▸ LESETEXT:
>>>>>
ORF/JOSEPH SCHIMMER
Punkt eins
Wie viele Ferienwohnungen verträgt ein Urlaubsland?
Wieder Diskussionen um Airbnb: Regeln für die Sharing-Ökonomie. Gäste: Dr. Birgit Bosio, Tourismusforschung, MCI/TTR, Innsbruck & DI Roman Seidl, Stadt- und Regionalforscher, TU Wien. Moderation: Xaver Forthuber. Anrufe 0800 22 69 79 | punkteins(at)orf.at
31. Juli 2024, 13:00
Der österreichische Sommertourismus läuft dieses Jahr eher langsam an - für die kommenden Wochen wird aber mit einem starken Anstieg gerechnet, hieß es Anfang dieser Woche. Bei der Frage nach der bevorzugten Unterkunft haben sich die Gewohnheiten verändert. Die klassischen Drei-Stern-Hotels geraten zunehmend unter Druck: Wer nicht gleich ins "bessere" Hotel gehen kann oder will, wählt heute individuelle Angebote vom gehobenen Camping bis zur Ferienwohnung. Ungebrochen ist vor allem auch der Trend zu Sharing-Plattformen, allen voran Airbnb. Ursprünglich eine Börse für Privatunterkünfte, hat sich das Angebot in den letzten Jahren stark professionalisiert. Attraktiv platzierte Appartements in den hippen urbanen Vierteln, die nur noch dem Zweck dienen, kurzzeitig Tourist:innen zu beherbergen, oder Gruppen von eigens errichteten Tiny Houses direkt am See zählen heute zu den typischen Angeboten.
Airbnb gilt als einer der Vorreiter der Sharing Economy - jenes Wirtschaftsmodells, bei dem Ressourcen wie zum Beispiel Unterkünfte plattformgestützt geteilt werden. Ein Modell, mit dem im Idealfall vorhandene Ressourcen besser genutzt werden können, immer von jenen, die sie gerade brauchen. Die Wertschöpfung wird in Richtung kleinerer Anbieter:innen umverteilt und verbleibt tendenziell eher in der Region, heißt es auch. Wo Sharing im klassischen Sinn betrieben wird - etwa bei Fahrgemeinschaften oder Gemeinschaftsgärten - gilt es auch als nachhaltigere, ressourcenschonende Form des Wirtschaftens.
<<<<<
▸ ANGEZEIGTE DATEN:
>>>>>
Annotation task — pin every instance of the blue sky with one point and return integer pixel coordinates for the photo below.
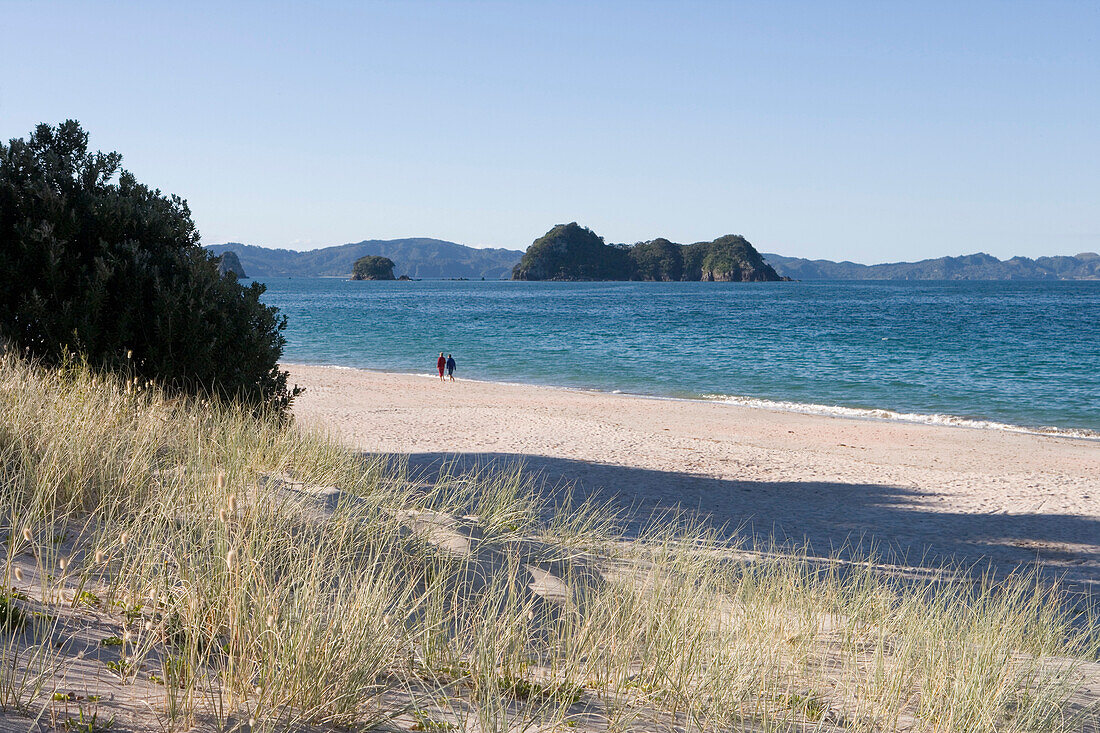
<<<<<
▸ AUFGABEN:
A – Beantworte anhand des Textes über Airbnb die folgenden Fragen:
(i) Welche Hotels geraten laut dem Text zunehmend unter Druck?
(ii) Wer moderiert die Sendung?
(iii) Welche zwei Beispiele für Sharing im klassischen Sinn werden genannt?
B – Übertrage den folgenden Satz aus dem Text über Airbnb ins Englische: „Airbnb gilt als einer der Vorreiter der Sharing Economy - jenes Wirtschaftsmodells, bei dem Ressourcen wie zum Beispiel Unterkünfte plattformgestützt geteilt werden.“
C – Schreibe den Text über Airbnb im Anschluss an seinen letzten Satz weiter.

▸ LÖSUNGEN:
A –
(i) Die klassischen Drei-Stern-Hotels.
(ii) Xaver Forthuber.
(iii) Fahrgemeinschaften und Gemeinschaftsgärten.

B – Airbnb is considered one of the pioneers of the sharing economy, the economic model in which resources such as accommodation are shared through platforms.

C –
Das Ausufern von kommerziellen Angeboten wird aber auch zunehmend kritisch gesehen. Die systematische, kurzzeitige Überlassung von Stadtwohnungen an Gäste entzieht dem Markt dringend benötigten Wohnraum, lautet ein häufiges Argument. Der Airbnb-Tourismus trage außerdem zur Gentrifizierung bei und verschärfe das Problem des Übertourismus. Im Extremfall bringe er "die Infrastruktur durcheinander" und "hebelt die Raumordnung aus", sagte Österreichs Tourismusstaatssekretärin Susanne Kraus-Winkler letzte Woche zur APA. Das könne man in Italien oder Spanien bereits sehen.
Länder, Städte und Gemeinden in ganz Europa suchen seit geraumer Zeit nach Lösungen - und schielen dabei auch aufeinander. Immer wieder gibt es Vorstöße zur Regulierung, die anderen dann als Vorbild oder abschreckendes Beispiel dienen, je nachdem, als wie effizient, praktikabel oder umstritten das jeweilige Modell sich dann erweist.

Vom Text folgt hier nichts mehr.